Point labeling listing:
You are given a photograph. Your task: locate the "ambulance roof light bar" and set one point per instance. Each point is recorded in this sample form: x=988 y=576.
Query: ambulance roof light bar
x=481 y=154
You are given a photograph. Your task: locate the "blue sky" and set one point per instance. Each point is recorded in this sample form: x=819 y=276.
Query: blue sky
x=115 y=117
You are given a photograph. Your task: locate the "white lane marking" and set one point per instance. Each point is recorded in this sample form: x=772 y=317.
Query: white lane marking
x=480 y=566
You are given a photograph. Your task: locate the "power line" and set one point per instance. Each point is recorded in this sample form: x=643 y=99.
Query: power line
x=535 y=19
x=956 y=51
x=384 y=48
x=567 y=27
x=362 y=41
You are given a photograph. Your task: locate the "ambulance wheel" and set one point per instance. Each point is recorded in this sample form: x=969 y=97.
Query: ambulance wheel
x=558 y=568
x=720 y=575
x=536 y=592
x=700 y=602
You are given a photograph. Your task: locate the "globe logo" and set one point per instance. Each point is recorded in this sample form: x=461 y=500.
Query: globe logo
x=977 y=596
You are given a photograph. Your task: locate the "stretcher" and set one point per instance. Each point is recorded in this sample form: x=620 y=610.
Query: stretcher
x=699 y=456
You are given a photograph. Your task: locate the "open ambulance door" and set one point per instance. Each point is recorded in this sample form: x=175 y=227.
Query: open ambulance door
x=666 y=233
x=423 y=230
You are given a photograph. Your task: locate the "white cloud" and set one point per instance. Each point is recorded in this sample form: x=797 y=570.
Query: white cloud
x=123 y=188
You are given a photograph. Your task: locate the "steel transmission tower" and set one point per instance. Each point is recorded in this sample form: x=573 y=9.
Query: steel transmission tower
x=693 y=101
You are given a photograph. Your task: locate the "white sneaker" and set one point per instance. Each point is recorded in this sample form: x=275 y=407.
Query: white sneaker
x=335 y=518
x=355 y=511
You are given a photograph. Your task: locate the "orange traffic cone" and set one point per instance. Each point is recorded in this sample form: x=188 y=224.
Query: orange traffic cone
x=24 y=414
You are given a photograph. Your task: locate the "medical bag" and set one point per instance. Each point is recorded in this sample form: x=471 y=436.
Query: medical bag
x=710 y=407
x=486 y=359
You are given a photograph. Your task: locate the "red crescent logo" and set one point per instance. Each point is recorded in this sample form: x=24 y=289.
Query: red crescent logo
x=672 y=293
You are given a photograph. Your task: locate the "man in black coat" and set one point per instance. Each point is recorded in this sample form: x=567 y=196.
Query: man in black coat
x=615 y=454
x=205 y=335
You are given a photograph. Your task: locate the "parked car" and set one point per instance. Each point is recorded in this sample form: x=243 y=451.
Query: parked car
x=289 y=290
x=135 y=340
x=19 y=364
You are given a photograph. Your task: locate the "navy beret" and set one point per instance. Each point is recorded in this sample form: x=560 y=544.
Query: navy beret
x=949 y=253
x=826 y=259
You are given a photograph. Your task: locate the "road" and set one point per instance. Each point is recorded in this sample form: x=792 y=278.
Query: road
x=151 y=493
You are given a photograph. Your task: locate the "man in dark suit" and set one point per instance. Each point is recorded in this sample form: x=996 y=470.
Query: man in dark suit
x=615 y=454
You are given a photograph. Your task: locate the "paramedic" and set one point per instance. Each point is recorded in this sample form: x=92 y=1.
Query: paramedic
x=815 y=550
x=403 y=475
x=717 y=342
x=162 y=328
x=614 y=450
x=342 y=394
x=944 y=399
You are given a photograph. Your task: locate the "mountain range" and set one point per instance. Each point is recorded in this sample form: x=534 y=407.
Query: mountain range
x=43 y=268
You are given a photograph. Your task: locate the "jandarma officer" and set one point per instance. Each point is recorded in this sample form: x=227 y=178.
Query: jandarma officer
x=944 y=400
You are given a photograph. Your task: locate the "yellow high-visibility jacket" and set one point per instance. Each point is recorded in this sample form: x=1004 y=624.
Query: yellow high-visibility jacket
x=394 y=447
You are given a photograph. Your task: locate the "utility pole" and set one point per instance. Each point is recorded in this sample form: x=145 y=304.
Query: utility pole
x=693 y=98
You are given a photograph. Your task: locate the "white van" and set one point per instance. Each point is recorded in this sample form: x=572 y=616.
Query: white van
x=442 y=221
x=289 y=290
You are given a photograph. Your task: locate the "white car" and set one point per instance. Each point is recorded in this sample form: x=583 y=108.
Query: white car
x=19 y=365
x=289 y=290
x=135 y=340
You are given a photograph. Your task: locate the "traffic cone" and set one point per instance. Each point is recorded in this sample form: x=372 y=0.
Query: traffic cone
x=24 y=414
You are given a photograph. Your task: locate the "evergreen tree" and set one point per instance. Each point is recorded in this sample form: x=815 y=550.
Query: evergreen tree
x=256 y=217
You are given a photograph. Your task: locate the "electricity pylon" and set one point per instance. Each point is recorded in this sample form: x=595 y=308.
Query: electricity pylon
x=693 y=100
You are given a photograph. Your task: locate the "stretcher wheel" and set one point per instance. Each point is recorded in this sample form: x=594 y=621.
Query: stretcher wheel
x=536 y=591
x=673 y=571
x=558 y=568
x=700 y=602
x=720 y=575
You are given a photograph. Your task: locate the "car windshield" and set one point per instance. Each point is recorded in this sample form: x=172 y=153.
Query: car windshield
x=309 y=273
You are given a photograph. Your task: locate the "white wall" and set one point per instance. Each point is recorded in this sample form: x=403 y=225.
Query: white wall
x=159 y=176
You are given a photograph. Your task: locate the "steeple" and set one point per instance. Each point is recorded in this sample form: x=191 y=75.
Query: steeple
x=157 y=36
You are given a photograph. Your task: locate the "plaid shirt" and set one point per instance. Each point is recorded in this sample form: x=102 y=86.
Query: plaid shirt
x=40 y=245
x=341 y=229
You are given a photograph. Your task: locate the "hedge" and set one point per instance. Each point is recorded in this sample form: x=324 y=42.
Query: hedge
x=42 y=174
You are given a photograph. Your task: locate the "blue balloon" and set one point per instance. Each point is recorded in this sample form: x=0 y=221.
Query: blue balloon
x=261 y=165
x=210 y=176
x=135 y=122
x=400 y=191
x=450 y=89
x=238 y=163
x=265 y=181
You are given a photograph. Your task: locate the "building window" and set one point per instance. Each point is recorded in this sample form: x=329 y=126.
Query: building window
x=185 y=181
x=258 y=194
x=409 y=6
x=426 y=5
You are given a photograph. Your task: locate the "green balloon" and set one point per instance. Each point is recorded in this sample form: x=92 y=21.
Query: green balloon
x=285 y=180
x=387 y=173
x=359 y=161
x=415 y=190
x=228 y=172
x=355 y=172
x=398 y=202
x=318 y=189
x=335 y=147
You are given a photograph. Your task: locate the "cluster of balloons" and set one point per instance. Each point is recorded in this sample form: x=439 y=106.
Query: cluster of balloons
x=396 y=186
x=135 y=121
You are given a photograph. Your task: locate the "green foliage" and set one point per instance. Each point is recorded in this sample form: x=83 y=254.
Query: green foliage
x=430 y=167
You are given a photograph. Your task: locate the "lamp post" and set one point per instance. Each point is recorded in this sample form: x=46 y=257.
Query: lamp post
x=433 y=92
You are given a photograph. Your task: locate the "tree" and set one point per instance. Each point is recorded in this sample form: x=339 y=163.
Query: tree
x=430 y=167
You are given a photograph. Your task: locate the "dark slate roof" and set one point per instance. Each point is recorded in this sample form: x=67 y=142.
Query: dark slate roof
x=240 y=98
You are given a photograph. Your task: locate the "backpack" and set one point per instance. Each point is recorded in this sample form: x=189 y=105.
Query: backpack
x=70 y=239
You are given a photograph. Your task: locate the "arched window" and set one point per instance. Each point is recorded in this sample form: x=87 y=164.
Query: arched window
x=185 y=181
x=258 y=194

# What you should do
Replace each "sample form" in the listing with "example format" and reproduce the listing otherwise unchanged.

# Right answer
You are given a photograph. Your task: locate the "ambulance roof light bar" and set one point per instance. Each point is recorded in this example format: x=988 y=576.
Query: ambulance roof light bar
x=481 y=154
You are given a photograph. Your task: locate the "blue sky" and set one point per instance. Each point is recorded in this example format: x=819 y=276.
Query: blue sky
x=115 y=117
You are given a photograph. Your task: locate the "white lane marking" and set one point per instance. Each point is recorded in this example format: x=772 y=317.
Query: white lane marking
x=480 y=566
You are given a photograph. Your task: locate the "power line" and set one point per instance. Each point is recorded in this example format: x=643 y=99.
Query: power line
x=535 y=19
x=956 y=51
x=384 y=48
x=567 y=27
x=362 y=41
You are given a photograph. Your task: locate the "ambulance wheel" and set one point per instance. Each point is recorded in this example format: x=969 y=97.
Query: ambulance wheel
x=558 y=568
x=720 y=575
x=536 y=592
x=700 y=602
You are given a photograph. Your task: locate the "globe logo" and set one point per instance. Each point is recorded in this example format: x=461 y=500.
Query: globe logo
x=977 y=596
You are given a photograph. Your task: locate the "stretcher" and set one point per instance. Each point is recorded in this example format: x=620 y=610.
Query: stretcher
x=699 y=456
You are given a photograph. Your task: locate the "open ambulance door" and set one point per instance. Each point is recorded in this example format: x=175 y=227.
Query: open ambulance door
x=666 y=233
x=423 y=230
You are given a photograph. Your task: locate the "white cloud" and set one point per instance. Each point is recorded in this example format: x=797 y=570.
Query: white cloud
x=123 y=188
You are given a photograph. Your task: locate the "steel transmission tower" and set one point per instance. Each point is recorded in this example format: x=573 y=9.
Query: steel transmission tower
x=693 y=101
You are given a photograph. Your task: locate the "white sneaker" and set one point per instance. Each point is recorded in this example format: x=275 y=407.
Query: white sneaker
x=335 y=518
x=355 y=511
You are given a photograph. Your task: locate the "orange traffic cone" and set one point per instance. Each point is recorded in this example format: x=188 y=224.
Query: orange traffic cone
x=24 y=414
You are given a photograph. Your task: locate the "medical bag" and set one point per instance. Each point is recorded in this example format: x=471 y=436.
Query: medical bag
x=710 y=407
x=486 y=359
You are given a photograph. Your task: locate the "red crescent logo" and set one point per instance. Each point is recorded in this example format: x=24 y=289.
Query: red crescent logo
x=672 y=293
You are given a photograph. Your task: locate the "man in black coat" and set one point per instance. Each point is recorded in this example format: x=567 y=196.
Query: man in black coat
x=615 y=454
x=205 y=335
You are given a photograph. Your task: locate the "parked car" and set one point per instance. Each point is recorded in this example format: x=243 y=451.
Query: parked car
x=289 y=290
x=135 y=340
x=19 y=364
You are given a photograph. Your task: locate the "navy beret" and set one point per instance. Each point is recorded in this example format: x=560 y=544.
Query: navy beret
x=949 y=253
x=826 y=259
You are given a photograph. Your task: locate the "road" and set one point per instance. Each point is recorded in this example format: x=792 y=278.
Query: road
x=151 y=493
You are given a photograph. Your task: locate the "man in dark suit" and set one point per instance. Each point is recorded in this example format: x=996 y=470.
Query: man in dark suit
x=615 y=454
You are given a photograph. Your task: locate the "paramedic" and set one point per instance. Each point is recorded in this example format: x=92 y=1.
Query: paramedic
x=815 y=550
x=403 y=475
x=717 y=342
x=162 y=328
x=614 y=450
x=342 y=394
x=944 y=399
You are given a photograph. Your task: locate the "mountain range" and set one point per instance. Each point is recorded in this example format: x=534 y=407.
Query: mountain range
x=43 y=268
You are given a photograph. Your task: locate the "jandarma officer" and set one point per instance. Each point is recorded in this example format: x=227 y=178.
Query: jandarma officer
x=944 y=400
You are given a photograph. Your task: locate the "yellow high-visibility jacket" and set one point per instance. Each point is recorded in this example format: x=1004 y=624.
Query: yellow high-visibility jacket
x=394 y=447
You are given a photograph. Your task: locate the "utility pole" and set one point per instance. Each point is recorded in this example format: x=145 y=304.
Query: utility pole
x=693 y=98
You are given a photograph. Your task: locate the "white van" and set one point per instance. Each point is recorded in this example format: x=572 y=616.
Query: white van
x=442 y=221
x=289 y=290
You are given a photograph. Your task: locate the "white car" and set one point per instance. Each point is recorded in this example format: x=583 y=108.
Query: white car
x=19 y=365
x=289 y=290
x=135 y=340
You are given a photograph. Your task: locate the "traffic cone" and set one point per instance. Each point is recorded in this example format: x=372 y=0.
Query: traffic cone
x=24 y=414
You are given a photograph. Your task: locate the "evergreen tree" and set one point per instance. Each point is recorded in this example format: x=815 y=550.
Query: evergreen tree
x=256 y=217
You are given a photograph. Your task: locate the "electricity pylon" and set one point per instance. Each point is recorded in this example format: x=595 y=308.
Query: electricity pylon
x=693 y=100
You are given a photograph. Your task: locate the "stretcher wheel" and set one point per instance. Each point is recorded in this example format: x=594 y=621.
Query: stretcher wheel
x=536 y=591
x=673 y=571
x=558 y=568
x=700 y=602
x=720 y=575
You are given a photograph. Your task: locate the "car windshield" and set one point per instance. Each point is recorded in this example format: x=172 y=153.
Query: car windshield
x=309 y=273
You are given a photograph. Your task: locate the "white wall" and set one point per instance. Each point is recorded in this example format: x=403 y=225.
Query: white wall
x=159 y=176
You are given a photograph. Your task: locate the "steeple" and set one point per instance. Each point is recorded in this example format: x=191 y=75.
Query: steeple
x=157 y=36
You are given a photograph. Your task: locate the "plaid shirt" and set one point per instance. Each point is recorded in this example format: x=102 y=86.
Query: plaid shirt
x=40 y=245
x=341 y=229
You are given a photograph. Your task: locate the "hedge" and set one point per instance. Each point is recorded in this example format: x=324 y=42.
Query: hedge
x=42 y=174
You are given a photograph. Your task: locate the "blue balloon" and set one point per instance. Each point is recorded in this example format: x=0 y=221.
Query: blue balloon
x=261 y=165
x=210 y=176
x=135 y=122
x=400 y=191
x=450 y=89
x=238 y=163
x=265 y=181
You are given a photograph. Your task: locate the "building window" and set one point per instance. Each point is recorded in this example format: x=329 y=126.
Query: building window
x=185 y=181
x=258 y=194
x=409 y=6
x=426 y=5
You are given a photograph. Your task: locate the "green balloon" and set one point per instance. Each point is recorded in this example format: x=92 y=21.
Query: green balloon
x=285 y=180
x=387 y=173
x=359 y=161
x=415 y=190
x=228 y=172
x=355 y=172
x=398 y=202
x=318 y=189
x=335 y=147
You are given a photograph. Your task: locate the "cluster of balloons" and set one point per instance. Each point is recorded in this example format: x=439 y=106.
Query: cluster of balloons
x=396 y=186
x=135 y=121
You are given a photograph. Your task: locate the "green foliage" and set one point per instance. Each point is recorded in this example format: x=83 y=254.
Query: green foliage
x=430 y=167
You are given a photograph. Your task: locate the "lamp post" and set one point per instance. Each point is recorded in this example format: x=46 y=257.
Query: lamp post
x=433 y=92
You are given a photograph. Your task: locate the "tree" and set one point per instance. Each point is recorded in this example format: x=339 y=163.
Query: tree
x=430 y=167
You are given a photograph. Your task: locate the "dark slate roof" and set one point per instance. Each point is recorded in this example format: x=67 y=142.
Query: dark slate roof
x=240 y=98
You are given a photograph. Your task: locate the "backpack" and set one point per instance. Each point is recorded in this example format: x=189 y=105.
Query: backpack
x=70 y=239
You are given a photograph. Your task: locate the "arched window" and set one point per instance. Each point is recorded in this example format: x=87 y=164.
Query: arched window
x=185 y=181
x=258 y=194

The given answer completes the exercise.